Having arrived at this stage in the history of art, after thesuccession or alternation of different definitions of the nature of art and painting, of what is a painting or what gesture or thought accompanied the pictorial surface, the current theory is that of transforming the question and re-thinking the artist-art dialectic. Thus the way of viewing and the point of view are at issue, not only of the artist but also of the viewer – that is, of those who participate in the relation and processes which instead of ending with the work of art begin with them, opening trajectories which extend beyond the immediately visible.
The Sfere (Spheres – but the reference is also to the Italian word for ball-point pens) of Bruno Lisi, works which belong to a restricted period of his career (the second half of the 1980s), are important for the reconsideration of space and the sign or mark passing through it, without returning to superseded premises on why and how a painting or drawing is conceived or executed. What are we dealing with then? Abstraction or the final stages of a figurative representation which conserves merely the memory of something that is no longer recognisable? Are we dealing with ‘automatic’ gestures, with an echo of that magical split with logical processes as adopted by the surrealists, or of gestures evoking movement through space (of the futurist type), producing a synthesis between the sign that remains and the space which through that sign loses all balance and symmetry?
Any answer would only deal with one aspect of Bruno Lisi’s work, while the Sfere are in themselves a departure from definitions which abbreviate in a single concept the multiple experiences of art and the thought that accompanies it. It must also be remembered that, in truth, the signs created by Lisi cross space in order to create tension, to reveal the vibration of images in space rather than to place these images in space, from the monochrome surfaces of the early 1980s or the tensioni di luce (tensions of light) of the mid-70s. The Sfere also emerge from a movement which is midway between randomness and the intention of depicting that particular sign. Bruno Lisi says it’s like the doodles one sometimes draws when chatting on the phone – you begin them but they continue on their own, while you’re thinking about something else. The hand begins a drawing which through a succession of variations and superimpositions starts to fill up the white surface, cancelling itself out and at the same time gaining strength, until it reaches the edges of the surface, almost as if seeking to escape it. The result is not simply an image defined in space (whether it’ abstract or not is no longer important), it is not just a sign in which to seek something recognisable, it is rather the activation of a relationship, of a tension which pushes beyond the image itself, producing a shift in viewpoint, towards the beyond of the image, its outside – the white space which has yet to be crossed. The Sfere thus depict an absence. They speak more of emptiness than of themselves. Not just the emptiness that surrounds them but the emptiness that is still inside them, of the consistency that they have lost, of a material which has returned to a more formless shape. They are traces more than signs, shadows more than physical bodies, they are what remains of something that has crossed space or is still crossing it – a trajectory which functions more as an indication of a direction to take (towards the outside of the space/surface) than a sign left by a completed journey.

• _DATASET RECORDS_:
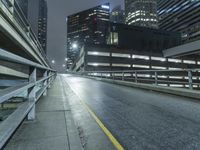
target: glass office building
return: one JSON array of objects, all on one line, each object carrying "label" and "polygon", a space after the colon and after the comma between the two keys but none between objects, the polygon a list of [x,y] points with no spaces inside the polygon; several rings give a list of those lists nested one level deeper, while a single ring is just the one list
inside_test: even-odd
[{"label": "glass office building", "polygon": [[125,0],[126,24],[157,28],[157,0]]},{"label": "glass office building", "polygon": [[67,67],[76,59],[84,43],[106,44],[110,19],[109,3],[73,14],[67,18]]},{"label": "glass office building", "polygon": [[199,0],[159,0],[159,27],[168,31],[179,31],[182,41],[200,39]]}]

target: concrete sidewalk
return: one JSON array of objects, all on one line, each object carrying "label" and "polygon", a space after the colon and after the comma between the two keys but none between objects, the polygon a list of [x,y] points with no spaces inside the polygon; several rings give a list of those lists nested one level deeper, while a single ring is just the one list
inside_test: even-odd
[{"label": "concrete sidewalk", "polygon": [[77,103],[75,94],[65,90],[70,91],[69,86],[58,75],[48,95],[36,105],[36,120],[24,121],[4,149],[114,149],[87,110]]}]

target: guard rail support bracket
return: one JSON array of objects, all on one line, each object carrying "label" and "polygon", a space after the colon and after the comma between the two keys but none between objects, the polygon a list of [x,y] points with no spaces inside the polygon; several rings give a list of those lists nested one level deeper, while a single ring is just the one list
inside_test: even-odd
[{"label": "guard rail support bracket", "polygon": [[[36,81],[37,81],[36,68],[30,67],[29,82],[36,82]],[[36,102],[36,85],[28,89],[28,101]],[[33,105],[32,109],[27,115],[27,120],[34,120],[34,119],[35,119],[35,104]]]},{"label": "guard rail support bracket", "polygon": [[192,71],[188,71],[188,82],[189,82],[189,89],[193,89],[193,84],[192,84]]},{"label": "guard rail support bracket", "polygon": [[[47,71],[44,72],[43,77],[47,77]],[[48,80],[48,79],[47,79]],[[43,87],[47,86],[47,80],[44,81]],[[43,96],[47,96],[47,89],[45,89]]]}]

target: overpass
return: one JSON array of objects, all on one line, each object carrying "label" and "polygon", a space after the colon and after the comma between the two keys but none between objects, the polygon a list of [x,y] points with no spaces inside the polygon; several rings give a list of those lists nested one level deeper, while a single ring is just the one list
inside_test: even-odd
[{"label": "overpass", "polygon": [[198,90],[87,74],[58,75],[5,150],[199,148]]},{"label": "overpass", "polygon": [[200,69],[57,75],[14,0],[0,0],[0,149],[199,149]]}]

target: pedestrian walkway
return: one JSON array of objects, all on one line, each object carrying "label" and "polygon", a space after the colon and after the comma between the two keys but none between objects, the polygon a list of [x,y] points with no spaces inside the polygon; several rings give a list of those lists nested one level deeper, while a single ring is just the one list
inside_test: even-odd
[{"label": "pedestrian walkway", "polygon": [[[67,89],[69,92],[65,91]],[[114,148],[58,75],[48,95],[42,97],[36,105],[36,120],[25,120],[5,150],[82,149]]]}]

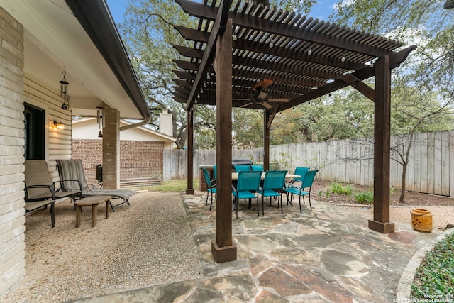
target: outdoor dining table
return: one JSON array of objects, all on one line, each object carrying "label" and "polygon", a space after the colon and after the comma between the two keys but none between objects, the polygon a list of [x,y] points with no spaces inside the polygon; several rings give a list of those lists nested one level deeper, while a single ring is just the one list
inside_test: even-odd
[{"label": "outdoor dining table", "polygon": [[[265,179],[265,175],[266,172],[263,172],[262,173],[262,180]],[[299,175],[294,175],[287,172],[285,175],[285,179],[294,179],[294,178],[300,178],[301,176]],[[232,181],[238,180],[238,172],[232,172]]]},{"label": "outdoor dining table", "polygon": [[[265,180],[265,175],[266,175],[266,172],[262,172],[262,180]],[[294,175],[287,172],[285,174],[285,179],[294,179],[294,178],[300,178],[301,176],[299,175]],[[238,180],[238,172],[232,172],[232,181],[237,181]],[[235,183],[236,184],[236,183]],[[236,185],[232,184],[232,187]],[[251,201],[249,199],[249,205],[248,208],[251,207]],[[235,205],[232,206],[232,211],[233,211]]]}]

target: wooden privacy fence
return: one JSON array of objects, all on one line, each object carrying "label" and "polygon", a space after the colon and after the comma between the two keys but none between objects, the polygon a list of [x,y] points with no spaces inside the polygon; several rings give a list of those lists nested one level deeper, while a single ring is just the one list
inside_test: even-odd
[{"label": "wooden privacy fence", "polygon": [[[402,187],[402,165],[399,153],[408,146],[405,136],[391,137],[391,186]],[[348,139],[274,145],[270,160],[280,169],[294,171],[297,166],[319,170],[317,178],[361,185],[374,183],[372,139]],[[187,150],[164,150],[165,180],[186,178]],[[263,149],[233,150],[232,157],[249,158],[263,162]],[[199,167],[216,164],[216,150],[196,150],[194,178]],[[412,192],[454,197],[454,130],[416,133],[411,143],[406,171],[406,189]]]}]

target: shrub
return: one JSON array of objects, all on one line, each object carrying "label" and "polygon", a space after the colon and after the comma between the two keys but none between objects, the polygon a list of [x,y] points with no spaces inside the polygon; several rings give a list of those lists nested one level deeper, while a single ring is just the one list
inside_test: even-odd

• _TASK_: Return the portion of the essay on Bruno Lisi's Sfere starting at "The Sfere (Spheres" and ending at "balance and symmetry?", copied word for word. The items have no connection to the essay on Bruno Lisi's Sfere.

• _ANSWER IN FULL_:
The Sfere (Spheres – but the reference is also to the Italian word for ball-point pens) of Bruno Lisi, works which belong to a restricted period of his career (the second half of the 1980s), are important for the reconsideration of space and the sign or mark passing through it, without returning to superseded premises on why and how a painting or drawing is conceived or executed. What are we dealing with then? Abstraction or the final stages of a figurative representation which conserves merely the memory of something that is no longer recognisable? Are we dealing with ‘automatic’ gestures, with an echo of that magical split with logical processes as adopted by the surrealists, or of gestures evoking movement through space (of the futurist type), producing a synthesis between the sign that remains and the space which through that sign loses all balance and symmetry?